==== TEXT ====

The morning of the 25th of July is bright, and the gilt statue of Ste. Anne glitters above the trees. If at this moment we could look down from the spire of its church, upon the country round, we should see on every road, and across the open land, little dark specks which are pilgrims all tending one way—to the shrine. They have been coming all through the night, camping in the fields and sleeping at the roadside. The broad Roman road from Vannes is covered with carts and carriages, and more people are arriving by the river.

Evening on the Belvédère, Auray.

==== DATASET EXCERPTS ====

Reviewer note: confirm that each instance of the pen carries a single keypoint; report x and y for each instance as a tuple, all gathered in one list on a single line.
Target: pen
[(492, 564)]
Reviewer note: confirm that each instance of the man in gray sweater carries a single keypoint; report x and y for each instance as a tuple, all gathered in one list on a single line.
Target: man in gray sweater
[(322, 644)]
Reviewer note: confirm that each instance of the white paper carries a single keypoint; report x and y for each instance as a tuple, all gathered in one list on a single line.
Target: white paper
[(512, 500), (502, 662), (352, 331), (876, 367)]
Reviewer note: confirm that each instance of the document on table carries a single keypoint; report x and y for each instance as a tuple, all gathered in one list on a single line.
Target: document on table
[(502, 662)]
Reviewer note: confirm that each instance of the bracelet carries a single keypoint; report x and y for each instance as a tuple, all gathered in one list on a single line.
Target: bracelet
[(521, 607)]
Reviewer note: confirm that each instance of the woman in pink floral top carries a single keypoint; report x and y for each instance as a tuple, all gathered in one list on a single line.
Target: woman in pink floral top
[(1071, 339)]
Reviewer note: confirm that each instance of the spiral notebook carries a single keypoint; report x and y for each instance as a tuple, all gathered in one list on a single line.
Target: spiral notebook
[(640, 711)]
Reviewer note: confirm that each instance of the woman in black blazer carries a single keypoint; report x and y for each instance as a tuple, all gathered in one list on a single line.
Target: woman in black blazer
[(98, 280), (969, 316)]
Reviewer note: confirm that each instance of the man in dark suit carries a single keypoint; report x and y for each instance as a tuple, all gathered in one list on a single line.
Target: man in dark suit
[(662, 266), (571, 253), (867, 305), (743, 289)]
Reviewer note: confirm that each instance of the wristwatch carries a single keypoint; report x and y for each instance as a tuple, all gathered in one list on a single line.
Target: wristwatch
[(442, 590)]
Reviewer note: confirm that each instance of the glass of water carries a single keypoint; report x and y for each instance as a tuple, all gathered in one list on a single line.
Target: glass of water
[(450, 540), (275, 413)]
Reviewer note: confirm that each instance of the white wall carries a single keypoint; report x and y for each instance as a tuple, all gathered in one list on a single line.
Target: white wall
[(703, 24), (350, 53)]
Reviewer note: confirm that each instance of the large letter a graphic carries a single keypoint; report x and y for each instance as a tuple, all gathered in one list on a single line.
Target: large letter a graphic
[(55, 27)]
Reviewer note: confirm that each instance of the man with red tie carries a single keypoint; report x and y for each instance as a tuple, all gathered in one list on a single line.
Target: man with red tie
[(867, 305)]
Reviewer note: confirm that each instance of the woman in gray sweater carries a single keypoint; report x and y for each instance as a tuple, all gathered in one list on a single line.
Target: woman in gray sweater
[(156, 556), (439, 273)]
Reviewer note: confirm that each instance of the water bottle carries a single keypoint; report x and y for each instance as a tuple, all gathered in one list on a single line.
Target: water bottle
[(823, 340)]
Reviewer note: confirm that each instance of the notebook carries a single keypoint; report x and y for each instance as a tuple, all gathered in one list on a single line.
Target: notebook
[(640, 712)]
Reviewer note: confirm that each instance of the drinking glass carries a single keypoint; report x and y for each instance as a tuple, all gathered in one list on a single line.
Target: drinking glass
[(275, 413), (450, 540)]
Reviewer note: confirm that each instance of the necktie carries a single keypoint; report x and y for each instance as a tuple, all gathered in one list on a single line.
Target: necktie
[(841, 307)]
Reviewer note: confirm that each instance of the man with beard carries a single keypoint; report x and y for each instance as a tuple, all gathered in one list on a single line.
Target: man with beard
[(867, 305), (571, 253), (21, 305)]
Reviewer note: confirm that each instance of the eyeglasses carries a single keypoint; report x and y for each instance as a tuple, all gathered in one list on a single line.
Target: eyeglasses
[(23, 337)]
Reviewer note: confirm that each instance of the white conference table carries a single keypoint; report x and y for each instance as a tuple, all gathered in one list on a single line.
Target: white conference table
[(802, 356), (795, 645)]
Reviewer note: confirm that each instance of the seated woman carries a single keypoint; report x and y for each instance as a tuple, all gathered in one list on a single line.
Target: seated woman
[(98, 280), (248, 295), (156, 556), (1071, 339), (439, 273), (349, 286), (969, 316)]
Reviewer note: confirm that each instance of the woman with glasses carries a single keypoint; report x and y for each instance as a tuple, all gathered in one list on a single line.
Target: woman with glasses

====

## EXERCISES
1. In the text about the pilgrimage to Ste. Anne, what glitters above the trees on the bright morning?
2. List every route or way across the country by which the pilgrimage text says pilgrims are traveling or arriving.
3. Carry on the text about the pilgrimage to the shrine of Ste. Anne from the point where it stops.

## FINAL ANSWERS
1. The gilt statue of Ste. Anne.

2. Every road; across the open land; the broad Roman road from Vannes; the river.

3.
The crowd that has assembled in the open square near the church of Ste. Anne at six in the morning numbers several thousands, and increases every hour. They are pilgrims of every grade, from the marquis and his family, who have driven from Vannes the evening before, and stay comfortably at the large hotel, to the solitary herdsman in goatskin coat and wooden shoes stuffed with straw, who has walked for two days and nights from his home in the Montagnes Noires. But they have come on the same errand, and will stand side by side before an altar in one of the side chapels, and burn their candles together. They both believe, or are taught to believe, in a legend that some time in the seventeenth century a saint appeared to one Nicolazic, who rented a farm near this spot, and commanded him to dig in a field for her image, and to erect a chapel to her memory. They both have heard of the miraculous cures at the well of Ste. Anne, and believe that no household can prosper, no ships are safe at sea, no cattle or crops can thrive, unless once a year, at least, they come to burn candles to Ste. Anne; and they both have wife, mother, or sister christened Anne, the name in fact of nearly every child we see to-day.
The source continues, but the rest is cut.